Problem
Transcribe the rows below word for word, starting with the line that contains "Point out the white wind" and going on through the line that contains "(1209, 579)", with both of those lines included.

Location identification entries
========

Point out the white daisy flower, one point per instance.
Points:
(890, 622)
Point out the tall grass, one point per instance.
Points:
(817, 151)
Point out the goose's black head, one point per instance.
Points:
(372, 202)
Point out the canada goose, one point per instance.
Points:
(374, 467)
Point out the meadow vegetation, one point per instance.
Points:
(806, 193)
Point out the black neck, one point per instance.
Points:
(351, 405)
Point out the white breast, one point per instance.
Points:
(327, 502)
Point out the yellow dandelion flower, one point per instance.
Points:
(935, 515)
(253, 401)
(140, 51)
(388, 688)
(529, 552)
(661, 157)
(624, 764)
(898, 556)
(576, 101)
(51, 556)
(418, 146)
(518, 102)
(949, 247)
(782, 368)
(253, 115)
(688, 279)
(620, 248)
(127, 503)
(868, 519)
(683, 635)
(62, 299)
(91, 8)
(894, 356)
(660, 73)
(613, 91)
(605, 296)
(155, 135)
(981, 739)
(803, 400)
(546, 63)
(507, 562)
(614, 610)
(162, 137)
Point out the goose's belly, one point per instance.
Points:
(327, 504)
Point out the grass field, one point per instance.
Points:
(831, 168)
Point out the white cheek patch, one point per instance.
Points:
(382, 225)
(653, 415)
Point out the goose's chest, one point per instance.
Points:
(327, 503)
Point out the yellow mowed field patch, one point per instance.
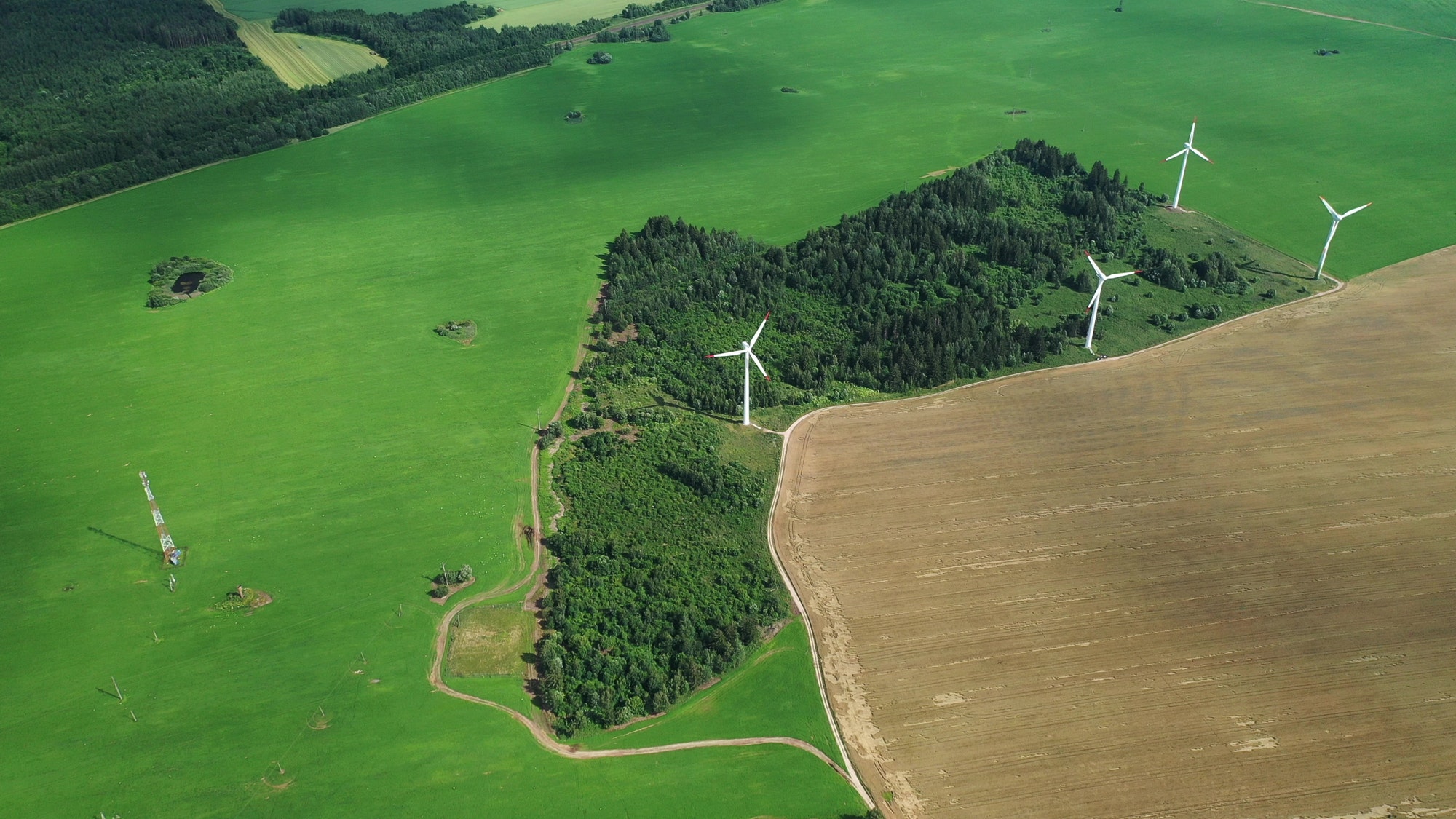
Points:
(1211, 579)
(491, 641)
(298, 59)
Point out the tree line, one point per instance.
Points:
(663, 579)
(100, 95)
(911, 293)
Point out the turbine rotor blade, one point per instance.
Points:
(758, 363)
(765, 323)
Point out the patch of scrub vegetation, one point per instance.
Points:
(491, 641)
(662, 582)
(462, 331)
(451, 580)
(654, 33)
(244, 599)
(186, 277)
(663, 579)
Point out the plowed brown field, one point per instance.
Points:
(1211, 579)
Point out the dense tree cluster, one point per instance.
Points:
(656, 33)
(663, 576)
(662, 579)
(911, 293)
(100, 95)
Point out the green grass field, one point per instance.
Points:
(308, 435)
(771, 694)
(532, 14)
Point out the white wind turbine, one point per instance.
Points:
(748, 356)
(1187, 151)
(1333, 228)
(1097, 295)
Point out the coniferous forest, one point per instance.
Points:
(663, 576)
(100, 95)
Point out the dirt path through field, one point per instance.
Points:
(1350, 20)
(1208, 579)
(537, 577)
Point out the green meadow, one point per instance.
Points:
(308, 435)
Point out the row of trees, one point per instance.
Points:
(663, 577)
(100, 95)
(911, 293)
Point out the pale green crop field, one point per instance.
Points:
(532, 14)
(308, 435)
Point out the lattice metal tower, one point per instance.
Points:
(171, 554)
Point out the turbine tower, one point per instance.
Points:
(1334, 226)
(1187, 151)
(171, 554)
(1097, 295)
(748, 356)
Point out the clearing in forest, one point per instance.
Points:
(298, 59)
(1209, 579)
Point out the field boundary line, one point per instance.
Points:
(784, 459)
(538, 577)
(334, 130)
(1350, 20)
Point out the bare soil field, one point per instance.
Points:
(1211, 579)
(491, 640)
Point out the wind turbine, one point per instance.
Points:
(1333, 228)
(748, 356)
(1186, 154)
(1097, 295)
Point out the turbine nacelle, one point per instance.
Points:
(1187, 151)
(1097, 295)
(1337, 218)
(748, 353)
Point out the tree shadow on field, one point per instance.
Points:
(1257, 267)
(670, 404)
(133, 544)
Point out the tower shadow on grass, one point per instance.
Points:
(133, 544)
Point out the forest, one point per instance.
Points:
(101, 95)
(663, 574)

========

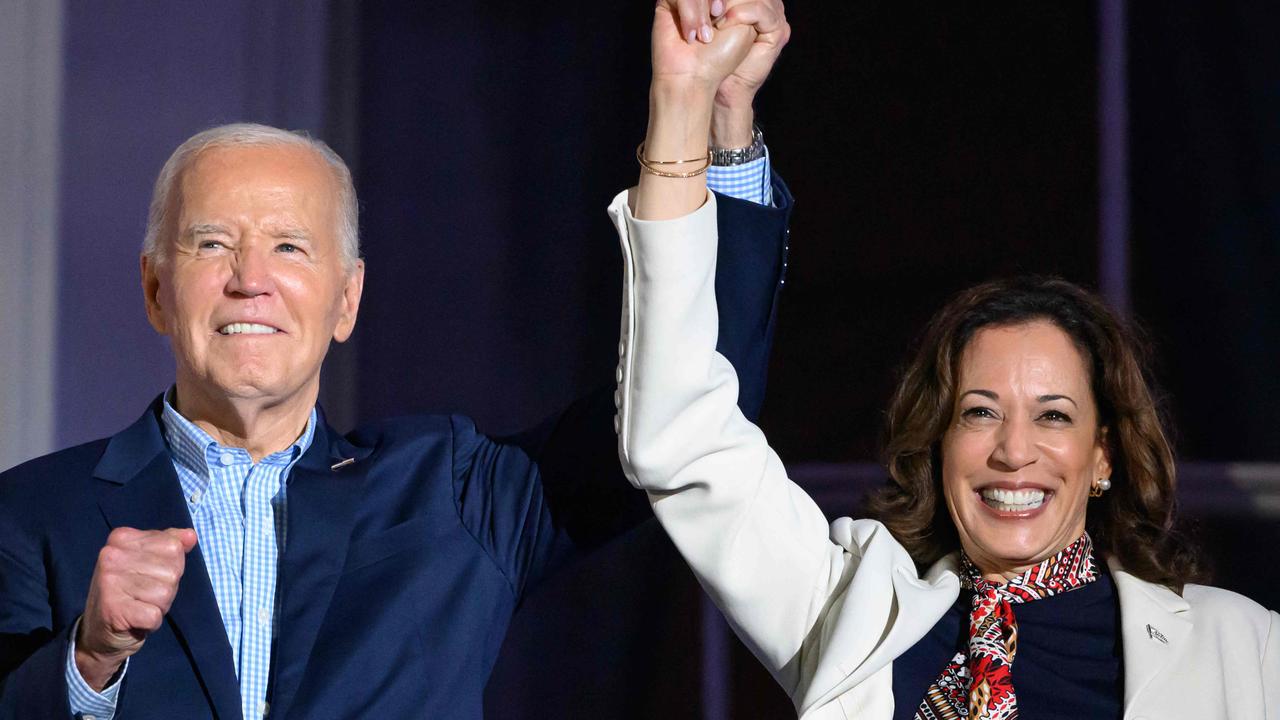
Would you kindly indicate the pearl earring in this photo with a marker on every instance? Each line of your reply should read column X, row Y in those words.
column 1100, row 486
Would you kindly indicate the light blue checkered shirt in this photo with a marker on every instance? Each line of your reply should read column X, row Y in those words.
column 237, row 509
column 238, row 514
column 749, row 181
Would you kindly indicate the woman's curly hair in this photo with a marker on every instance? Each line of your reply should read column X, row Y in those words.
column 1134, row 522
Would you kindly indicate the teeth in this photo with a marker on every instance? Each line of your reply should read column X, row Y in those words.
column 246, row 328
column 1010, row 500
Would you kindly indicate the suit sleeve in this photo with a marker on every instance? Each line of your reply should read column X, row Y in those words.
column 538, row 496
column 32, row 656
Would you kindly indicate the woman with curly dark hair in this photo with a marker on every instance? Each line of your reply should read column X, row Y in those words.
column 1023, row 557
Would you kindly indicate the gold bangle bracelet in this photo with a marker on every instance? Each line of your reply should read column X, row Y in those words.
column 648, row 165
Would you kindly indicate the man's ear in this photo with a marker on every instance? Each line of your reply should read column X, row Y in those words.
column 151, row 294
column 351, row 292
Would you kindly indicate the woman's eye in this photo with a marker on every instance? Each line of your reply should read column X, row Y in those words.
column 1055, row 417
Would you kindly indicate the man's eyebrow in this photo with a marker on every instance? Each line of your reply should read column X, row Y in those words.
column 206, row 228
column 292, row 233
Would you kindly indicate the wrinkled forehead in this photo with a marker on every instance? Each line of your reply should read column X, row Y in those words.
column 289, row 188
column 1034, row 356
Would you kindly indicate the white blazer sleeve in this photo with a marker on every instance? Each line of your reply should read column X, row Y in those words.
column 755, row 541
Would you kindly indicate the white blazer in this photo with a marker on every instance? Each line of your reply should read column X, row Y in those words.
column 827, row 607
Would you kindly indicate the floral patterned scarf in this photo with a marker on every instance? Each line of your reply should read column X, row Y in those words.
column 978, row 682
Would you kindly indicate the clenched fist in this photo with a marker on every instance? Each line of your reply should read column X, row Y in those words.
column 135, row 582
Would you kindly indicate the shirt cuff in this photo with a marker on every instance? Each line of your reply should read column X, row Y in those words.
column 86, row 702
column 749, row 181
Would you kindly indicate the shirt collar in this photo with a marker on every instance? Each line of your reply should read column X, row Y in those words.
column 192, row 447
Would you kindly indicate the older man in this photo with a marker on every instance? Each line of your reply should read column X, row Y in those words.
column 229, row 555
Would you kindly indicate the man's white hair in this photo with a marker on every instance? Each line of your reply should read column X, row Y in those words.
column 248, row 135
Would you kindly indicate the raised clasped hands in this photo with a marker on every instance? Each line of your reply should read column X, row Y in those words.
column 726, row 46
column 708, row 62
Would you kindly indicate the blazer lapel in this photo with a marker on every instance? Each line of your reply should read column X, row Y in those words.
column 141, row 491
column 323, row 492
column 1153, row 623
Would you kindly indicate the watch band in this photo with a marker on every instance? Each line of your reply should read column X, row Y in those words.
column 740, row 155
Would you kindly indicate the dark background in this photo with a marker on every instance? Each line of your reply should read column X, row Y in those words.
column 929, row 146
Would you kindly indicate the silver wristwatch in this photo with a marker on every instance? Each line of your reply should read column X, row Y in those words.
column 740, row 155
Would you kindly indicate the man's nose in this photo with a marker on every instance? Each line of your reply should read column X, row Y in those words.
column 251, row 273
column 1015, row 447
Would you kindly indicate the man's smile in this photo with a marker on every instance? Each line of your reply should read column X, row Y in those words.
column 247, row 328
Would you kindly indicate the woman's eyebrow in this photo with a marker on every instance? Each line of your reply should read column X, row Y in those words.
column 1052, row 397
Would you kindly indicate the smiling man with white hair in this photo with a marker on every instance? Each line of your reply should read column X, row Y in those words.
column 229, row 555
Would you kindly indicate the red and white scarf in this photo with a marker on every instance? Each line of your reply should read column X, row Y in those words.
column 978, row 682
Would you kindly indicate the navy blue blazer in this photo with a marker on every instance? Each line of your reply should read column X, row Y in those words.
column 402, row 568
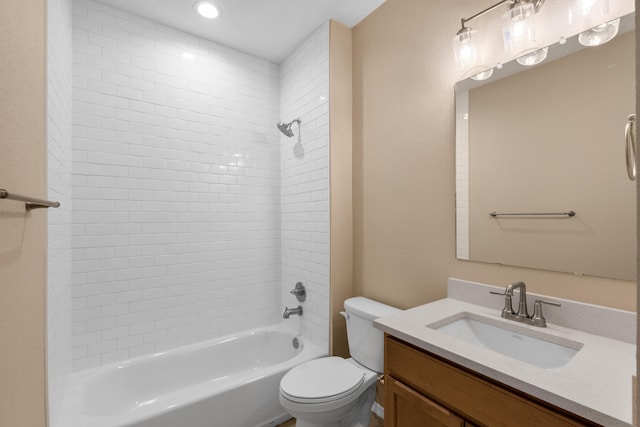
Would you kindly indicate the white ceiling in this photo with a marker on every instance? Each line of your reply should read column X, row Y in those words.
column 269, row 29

========

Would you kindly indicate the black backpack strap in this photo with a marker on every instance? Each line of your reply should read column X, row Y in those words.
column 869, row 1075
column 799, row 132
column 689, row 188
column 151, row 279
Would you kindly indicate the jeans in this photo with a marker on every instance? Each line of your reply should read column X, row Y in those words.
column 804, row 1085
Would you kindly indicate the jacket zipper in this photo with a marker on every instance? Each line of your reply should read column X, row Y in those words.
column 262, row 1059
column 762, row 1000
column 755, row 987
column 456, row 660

========

Worked solution
Point out the white wind turbine, one point per instance.
Points:
(748, 356)
(1187, 151)
(1333, 228)
(1097, 295)
Point out the coniferous forest, one point per instance.
Points:
(663, 576)
(100, 95)
Point out the dirt path through field, one point per instance.
Points:
(1350, 20)
(1208, 579)
(537, 577)
Point out the green meadow, one point per instance.
Points:
(308, 435)
Point out the row of trees, one point per instance.
Points:
(663, 577)
(100, 95)
(911, 293)
Point out the pale green crop field, one point per instance.
Points:
(532, 14)
(308, 435)
Point out the lattice metal tower, one point per instance.
Points:
(171, 554)
Point out the turbine tower, one point per instance.
Points:
(1334, 226)
(1187, 151)
(171, 554)
(1097, 295)
(748, 356)
Point out the clearing in forest, one point per instance.
Points:
(298, 59)
(1209, 579)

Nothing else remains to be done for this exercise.